■ Work to be completed: Quote the data below verbatim, beginning with the line that contains "pile in this photo, one line per instance." and continuing through the final line of the data. Omit the pictures from your reproduction.

■ Object position labeling entries:

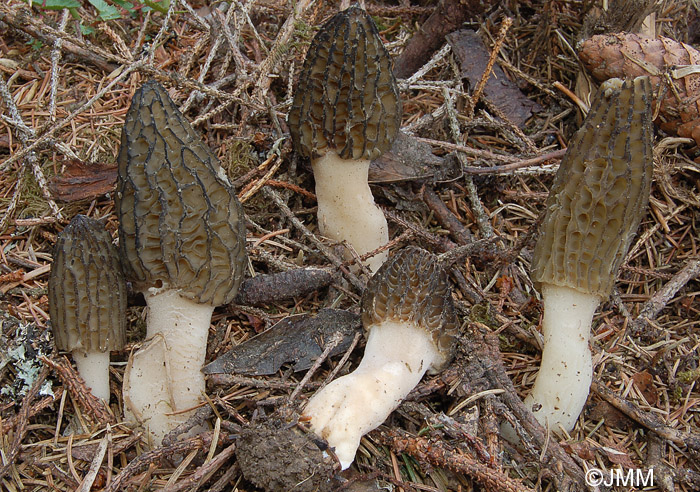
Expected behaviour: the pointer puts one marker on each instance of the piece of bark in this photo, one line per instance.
(409, 159)
(298, 339)
(447, 16)
(473, 58)
(81, 181)
(622, 15)
(627, 55)
(263, 289)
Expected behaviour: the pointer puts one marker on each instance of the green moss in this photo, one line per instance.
(687, 377)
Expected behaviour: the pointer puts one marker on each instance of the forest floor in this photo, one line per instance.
(479, 172)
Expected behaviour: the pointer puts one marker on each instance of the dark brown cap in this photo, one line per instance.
(87, 290)
(600, 192)
(180, 223)
(411, 286)
(347, 100)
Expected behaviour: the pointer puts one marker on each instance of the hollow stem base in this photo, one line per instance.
(562, 385)
(396, 357)
(163, 378)
(93, 367)
(346, 208)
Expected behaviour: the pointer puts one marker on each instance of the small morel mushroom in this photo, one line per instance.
(410, 323)
(87, 300)
(182, 238)
(595, 205)
(346, 111)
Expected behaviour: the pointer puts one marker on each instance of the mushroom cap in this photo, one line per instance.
(600, 192)
(347, 100)
(87, 289)
(181, 225)
(412, 287)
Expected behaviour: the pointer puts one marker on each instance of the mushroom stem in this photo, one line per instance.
(346, 208)
(93, 367)
(397, 355)
(164, 376)
(563, 383)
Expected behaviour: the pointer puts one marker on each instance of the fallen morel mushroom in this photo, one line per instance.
(595, 205)
(410, 323)
(87, 300)
(346, 111)
(182, 238)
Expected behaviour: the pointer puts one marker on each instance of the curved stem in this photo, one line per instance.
(397, 355)
(93, 367)
(164, 377)
(562, 385)
(346, 208)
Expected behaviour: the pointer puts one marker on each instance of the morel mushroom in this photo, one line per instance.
(346, 111)
(87, 300)
(181, 235)
(594, 208)
(410, 323)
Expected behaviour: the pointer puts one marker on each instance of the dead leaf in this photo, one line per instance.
(298, 339)
(410, 159)
(81, 181)
(473, 57)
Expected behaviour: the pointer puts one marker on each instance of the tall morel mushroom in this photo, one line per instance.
(87, 300)
(595, 205)
(346, 111)
(182, 238)
(410, 323)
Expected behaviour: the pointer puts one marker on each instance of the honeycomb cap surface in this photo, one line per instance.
(347, 99)
(411, 286)
(87, 289)
(600, 192)
(181, 225)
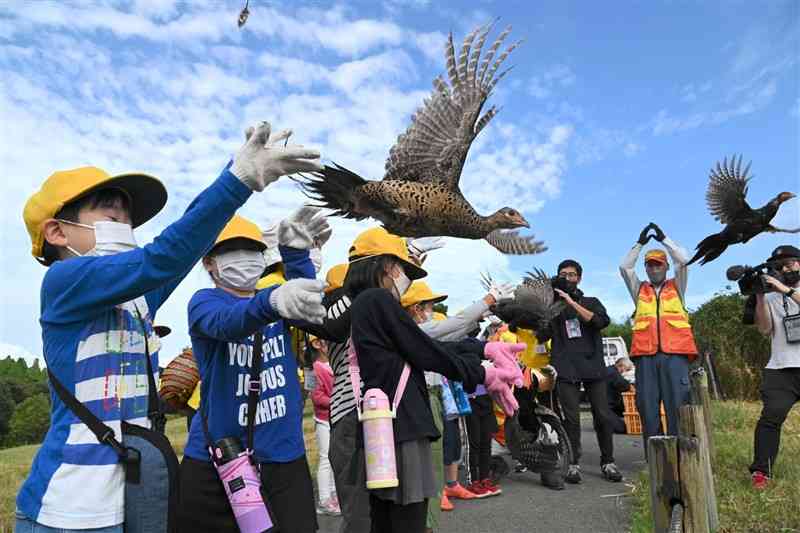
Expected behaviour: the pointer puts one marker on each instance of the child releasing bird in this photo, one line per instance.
(726, 201)
(419, 195)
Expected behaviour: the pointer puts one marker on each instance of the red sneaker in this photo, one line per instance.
(445, 504)
(478, 489)
(760, 480)
(459, 492)
(492, 489)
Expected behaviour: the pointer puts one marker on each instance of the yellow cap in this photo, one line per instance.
(273, 278)
(378, 241)
(420, 292)
(147, 195)
(656, 256)
(241, 228)
(335, 277)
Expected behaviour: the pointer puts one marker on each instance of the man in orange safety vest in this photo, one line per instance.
(663, 345)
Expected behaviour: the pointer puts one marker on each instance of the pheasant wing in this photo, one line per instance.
(536, 291)
(727, 188)
(435, 145)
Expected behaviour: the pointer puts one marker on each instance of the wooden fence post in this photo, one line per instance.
(692, 484)
(662, 453)
(698, 392)
(692, 425)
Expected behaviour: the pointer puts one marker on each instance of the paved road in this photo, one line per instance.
(527, 506)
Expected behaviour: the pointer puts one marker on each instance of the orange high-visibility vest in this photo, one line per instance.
(661, 323)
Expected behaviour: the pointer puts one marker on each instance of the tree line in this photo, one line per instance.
(24, 403)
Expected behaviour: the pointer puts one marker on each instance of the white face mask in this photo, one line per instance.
(240, 269)
(109, 238)
(401, 283)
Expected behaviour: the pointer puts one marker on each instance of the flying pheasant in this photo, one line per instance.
(419, 195)
(534, 304)
(726, 201)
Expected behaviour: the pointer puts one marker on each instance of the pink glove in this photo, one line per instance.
(497, 385)
(504, 355)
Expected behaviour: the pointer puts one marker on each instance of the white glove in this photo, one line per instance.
(315, 254)
(300, 299)
(417, 248)
(304, 228)
(264, 158)
(501, 291)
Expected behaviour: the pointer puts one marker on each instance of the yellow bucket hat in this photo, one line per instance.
(378, 241)
(335, 277)
(420, 292)
(656, 256)
(148, 196)
(241, 228)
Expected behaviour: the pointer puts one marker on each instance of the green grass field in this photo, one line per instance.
(741, 509)
(16, 462)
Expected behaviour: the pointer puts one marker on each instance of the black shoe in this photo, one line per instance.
(611, 472)
(574, 475)
(552, 480)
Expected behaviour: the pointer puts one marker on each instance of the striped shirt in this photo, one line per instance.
(342, 399)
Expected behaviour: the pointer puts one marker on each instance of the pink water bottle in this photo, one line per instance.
(377, 419)
(376, 415)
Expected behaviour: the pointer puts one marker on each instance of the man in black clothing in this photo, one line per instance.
(577, 355)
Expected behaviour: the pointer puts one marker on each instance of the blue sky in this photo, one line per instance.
(611, 118)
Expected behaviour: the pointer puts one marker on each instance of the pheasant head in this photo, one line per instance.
(507, 218)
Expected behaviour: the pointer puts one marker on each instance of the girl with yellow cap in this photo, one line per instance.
(385, 339)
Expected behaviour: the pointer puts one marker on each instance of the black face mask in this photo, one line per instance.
(791, 278)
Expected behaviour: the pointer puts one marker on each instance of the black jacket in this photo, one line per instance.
(385, 338)
(581, 358)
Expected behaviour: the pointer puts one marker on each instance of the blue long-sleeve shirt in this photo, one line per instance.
(94, 343)
(221, 326)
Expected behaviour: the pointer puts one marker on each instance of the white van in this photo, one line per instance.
(613, 349)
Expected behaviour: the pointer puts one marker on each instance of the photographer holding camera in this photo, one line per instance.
(777, 314)
(662, 345)
(577, 355)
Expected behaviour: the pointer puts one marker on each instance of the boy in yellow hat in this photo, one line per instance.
(222, 325)
(98, 301)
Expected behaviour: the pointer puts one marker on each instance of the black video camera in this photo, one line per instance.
(749, 278)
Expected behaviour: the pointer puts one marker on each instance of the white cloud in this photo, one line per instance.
(173, 102)
(551, 81)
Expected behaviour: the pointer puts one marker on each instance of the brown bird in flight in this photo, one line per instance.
(419, 195)
(727, 189)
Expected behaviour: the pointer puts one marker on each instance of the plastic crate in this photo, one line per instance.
(633, 423)
(629, 399)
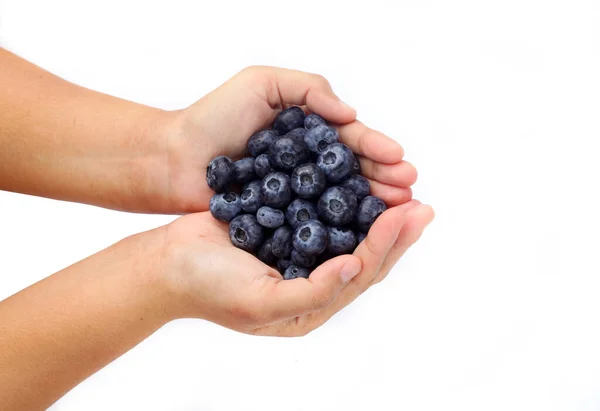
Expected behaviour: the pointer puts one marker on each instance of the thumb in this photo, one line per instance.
(292, 87)
(293, 298)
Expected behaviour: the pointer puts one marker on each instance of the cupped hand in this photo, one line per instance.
(222, 122)
(208, 278)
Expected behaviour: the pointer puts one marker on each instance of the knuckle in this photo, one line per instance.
(322, 298)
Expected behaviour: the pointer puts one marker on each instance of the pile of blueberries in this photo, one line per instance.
(303, 199)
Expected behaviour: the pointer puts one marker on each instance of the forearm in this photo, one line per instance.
(66, 142)
(59, 331)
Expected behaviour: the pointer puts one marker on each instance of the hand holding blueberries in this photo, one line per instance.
(314, 159)
(308, 209)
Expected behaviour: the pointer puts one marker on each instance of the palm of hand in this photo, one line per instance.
(220, 283)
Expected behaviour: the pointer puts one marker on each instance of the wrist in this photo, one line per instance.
(146, 284)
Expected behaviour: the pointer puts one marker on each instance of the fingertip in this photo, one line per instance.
(426, 212)
(345, 267)
(331, 108)
(410, 172)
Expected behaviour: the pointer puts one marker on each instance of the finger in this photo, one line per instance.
(293, 298)
(417, 219)
(370, 143)
(391, 195)
(301, 88)
(372, 252)
(402, 174)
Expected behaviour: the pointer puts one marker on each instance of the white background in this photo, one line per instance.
(498, 105)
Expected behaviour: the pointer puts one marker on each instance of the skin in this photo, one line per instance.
(62, 141)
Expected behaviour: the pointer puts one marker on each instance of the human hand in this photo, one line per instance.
(209, 278)
(222, 122)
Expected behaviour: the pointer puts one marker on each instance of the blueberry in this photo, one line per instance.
(360, 236)
(287, 154)
(220, 173)
(302, 260)
(308, 181)
(275, 190)
(289, 119)
(297, 134)
(265, 252)
(283, 264)
(342, 240)
(225, 207)
(313, 120)
(337, 206)
(358, 184)
(299, 211)
(282, 242)
(310, 238)
(260, 142)
(369, 209)
(336, 162)
(270, 217)
(293, 272)
(244, 170)
(355, 166)
(246, 233)
(250, 198)
(320, 137)
(262, 165)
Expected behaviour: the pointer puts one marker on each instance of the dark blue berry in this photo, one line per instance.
(250, 197)
(299, 211)
(360, 236)
(308, 181)
(289, 119)
(265, 252)
(283, 264)
(302, 260)
(369, 209)
(310, 238)
(313, 120)
(355, 166)
(336, 161)
(275, 190)
(225, 207)
(320, 137)
(270, 217)
(287, 154)
(262, 165)
(246, 233)
(297, 134)
(358, 184)
(282, 242)
(244, 170)
(293, 272)
(342, 240)
(337, 206)
(220, 173)
(260, 142)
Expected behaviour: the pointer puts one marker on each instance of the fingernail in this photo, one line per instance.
(350, 270)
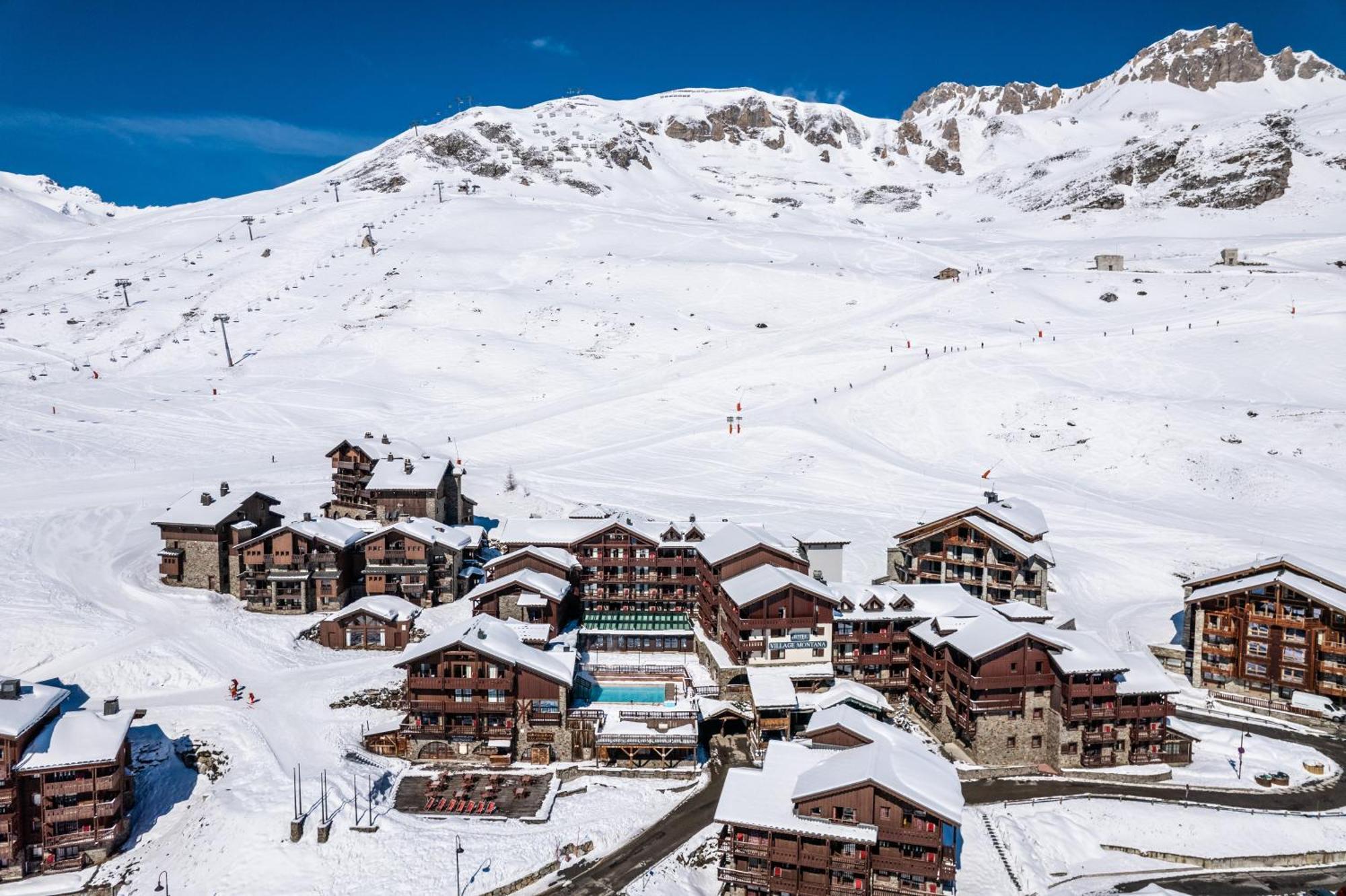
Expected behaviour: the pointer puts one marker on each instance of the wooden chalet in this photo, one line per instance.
(201, 528)
(477, 691)
(390, 478)
(861, 808)
(422, 560)
(375, 622)
(995, 551)
(775, 615)
(65, 790)
(528, 597)
(1274, 626)
(299, 567)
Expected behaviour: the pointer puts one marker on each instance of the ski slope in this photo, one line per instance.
(594, 345)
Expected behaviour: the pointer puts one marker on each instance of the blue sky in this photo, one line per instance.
(158, 103)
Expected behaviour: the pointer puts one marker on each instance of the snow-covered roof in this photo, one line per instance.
(544, 585)
(387, 607)
(426, 474)
(1275, 563)
(79, 738)
(765, 581)
(763, 797)
(1084, 653)
(1145, 675)
(898, 762)
(500, 641)
(846, 692)
(36, 702)
(337, 533)
(557, 556)
(433, 532)
(188, 511)
(734, 539)
(823, 537)
(1325, 594)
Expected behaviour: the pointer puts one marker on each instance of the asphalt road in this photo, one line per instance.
(610, 874)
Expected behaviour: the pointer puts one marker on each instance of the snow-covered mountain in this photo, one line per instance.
(625, 276)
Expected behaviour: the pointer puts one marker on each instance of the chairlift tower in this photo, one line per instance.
(223, 321)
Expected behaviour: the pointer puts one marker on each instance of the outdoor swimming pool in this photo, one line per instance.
(627, 694)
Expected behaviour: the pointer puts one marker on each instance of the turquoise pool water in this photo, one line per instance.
(602, 694)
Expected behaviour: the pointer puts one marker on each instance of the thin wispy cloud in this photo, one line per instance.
(551, 45)
(220, 131)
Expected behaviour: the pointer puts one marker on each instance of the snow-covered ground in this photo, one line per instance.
(593, 345)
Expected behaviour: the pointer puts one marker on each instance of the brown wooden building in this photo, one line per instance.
(643, 583)
(1274, 626)
(775, 615)
(997, 551)
(383, 478)
(528, 597)
(65, 789)
(301, 567)
(201, 528)
(477, 691)
(425, 562)
(375, 622)
(865, 808)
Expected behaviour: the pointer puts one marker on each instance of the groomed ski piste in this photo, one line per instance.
(594, 345)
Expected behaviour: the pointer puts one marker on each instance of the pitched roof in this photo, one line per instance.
(337, 533)
(897, 762)
(387, 607)
(763, 797)
(36, 702)
(188, 509)
(546, 585)
(79, 738)
(555, 556)
(426, 474)
(765, 581)
(500, 641)
(433, 532)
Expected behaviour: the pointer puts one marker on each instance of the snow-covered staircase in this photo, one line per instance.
(1001, 852)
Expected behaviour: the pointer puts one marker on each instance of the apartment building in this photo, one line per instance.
(861, 807)
(1274, 626)
(997, 551)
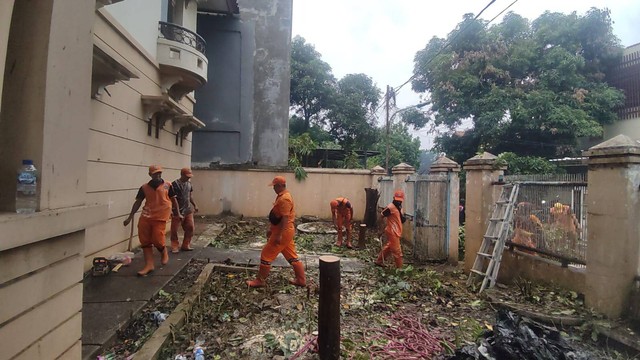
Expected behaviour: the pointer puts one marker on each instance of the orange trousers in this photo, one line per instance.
(188, 226)
(151, 232)
(346, 221)
(287, 246)
(392, 247)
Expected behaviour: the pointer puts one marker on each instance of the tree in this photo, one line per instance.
(352, 120)
(402, 148)
(532, 88)
(312, 84)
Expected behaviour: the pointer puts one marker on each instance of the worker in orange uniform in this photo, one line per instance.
(159, 199)
(341, 214)
(188, 207)
(280, 237)
(393, 230)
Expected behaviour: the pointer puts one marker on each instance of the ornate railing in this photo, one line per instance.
(182, 35)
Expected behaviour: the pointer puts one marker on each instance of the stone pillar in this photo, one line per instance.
(482, 171)
(400, 173)
(450, 168)
(613, 253)
(376, 173)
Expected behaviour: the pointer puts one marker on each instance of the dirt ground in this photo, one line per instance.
(418, 312)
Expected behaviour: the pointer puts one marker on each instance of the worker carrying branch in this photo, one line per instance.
(280, 237)
(341, 215)
(393, 230)
(159, 200)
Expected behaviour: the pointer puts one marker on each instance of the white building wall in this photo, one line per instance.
(140, 19)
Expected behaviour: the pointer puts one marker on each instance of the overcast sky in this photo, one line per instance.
(380, 37)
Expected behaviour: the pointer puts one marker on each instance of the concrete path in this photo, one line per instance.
(110, 302)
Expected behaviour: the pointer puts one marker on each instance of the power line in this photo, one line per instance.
(505, 9)
(455, 36)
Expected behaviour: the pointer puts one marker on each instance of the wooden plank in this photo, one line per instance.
(64, 340)
(20, 333)
(19, 296)
(113, 149)
(22, 260)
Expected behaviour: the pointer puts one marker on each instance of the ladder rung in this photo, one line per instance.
(478, 272)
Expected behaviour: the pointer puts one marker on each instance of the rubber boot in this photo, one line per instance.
(186, 245)
(298, 269)
(165, 255)
(148, 261)
(380, 260)
(261, 279)
(398, 261)
(349, 245)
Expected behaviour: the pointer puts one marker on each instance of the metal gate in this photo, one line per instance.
(430, 207)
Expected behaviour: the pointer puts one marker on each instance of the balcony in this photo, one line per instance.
(183, 64)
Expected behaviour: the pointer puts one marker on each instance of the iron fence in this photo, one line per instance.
(550, 217)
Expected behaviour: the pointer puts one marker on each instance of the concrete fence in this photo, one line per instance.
(613, 234)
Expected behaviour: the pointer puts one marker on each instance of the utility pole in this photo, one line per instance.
(387, 96)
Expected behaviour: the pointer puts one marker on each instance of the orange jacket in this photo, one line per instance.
(394, 221)
(283, 206)
(157, 205)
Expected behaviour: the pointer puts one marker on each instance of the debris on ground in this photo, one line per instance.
(515, 337)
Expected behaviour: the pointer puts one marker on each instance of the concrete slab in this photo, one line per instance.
(242, 258)
(101, 320)
(90, 352)
(176, 263)
(122, 288)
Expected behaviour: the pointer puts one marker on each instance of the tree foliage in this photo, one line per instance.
(352, 120)
(312, 84)
(527, 165)
(529, 87)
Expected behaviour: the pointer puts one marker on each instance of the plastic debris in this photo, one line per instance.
(158, 317)
(514, 337)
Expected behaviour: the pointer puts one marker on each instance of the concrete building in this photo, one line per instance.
(93, 92)
(246, 104)
(627, 77)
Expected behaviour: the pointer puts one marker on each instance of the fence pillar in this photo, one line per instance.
(481, 171)
(451, 169)
(613, 254)
(400, 173)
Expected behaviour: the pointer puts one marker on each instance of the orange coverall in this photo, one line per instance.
(342, 212)
(283, 206)
(393, 231)
(155, 214)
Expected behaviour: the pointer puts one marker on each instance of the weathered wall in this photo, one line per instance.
(46, 91)
(272, 76)
(517, 265)
(121, 150)
(246, 192)
(139, 17)
(613, 253)
(246, 102)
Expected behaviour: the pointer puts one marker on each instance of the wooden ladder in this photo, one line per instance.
(494, 239)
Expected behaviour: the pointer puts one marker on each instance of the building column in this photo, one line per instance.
(482, 171)
(450, 168)
(613, 251)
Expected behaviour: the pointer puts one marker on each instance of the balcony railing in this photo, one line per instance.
(182, 35)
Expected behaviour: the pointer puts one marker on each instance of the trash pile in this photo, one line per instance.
(514, 337)
(406, 338)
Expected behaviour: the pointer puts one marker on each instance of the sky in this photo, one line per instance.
(381, 37)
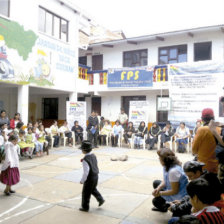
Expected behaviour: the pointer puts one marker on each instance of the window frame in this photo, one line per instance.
(53, 23)
(134, 51)
(8, 14)
(210, 55)
(168, 48)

■ Task output:
Expected behaviour: the pointer puts one marker on each instance of the trash pile in this photo, one line per instance.
(514, 337)
(406, 338)
Expected behaviour: the pointer puts one marker on each instance of the sky in this photo, one line per instance.
(381, 37)
Expected behaviour: the pointer puts one marker on each instance of the window frame in this photo, one line per instance.
(53, 23)
(134, 51)
(8, 14)
(210, 55)
(168, 48)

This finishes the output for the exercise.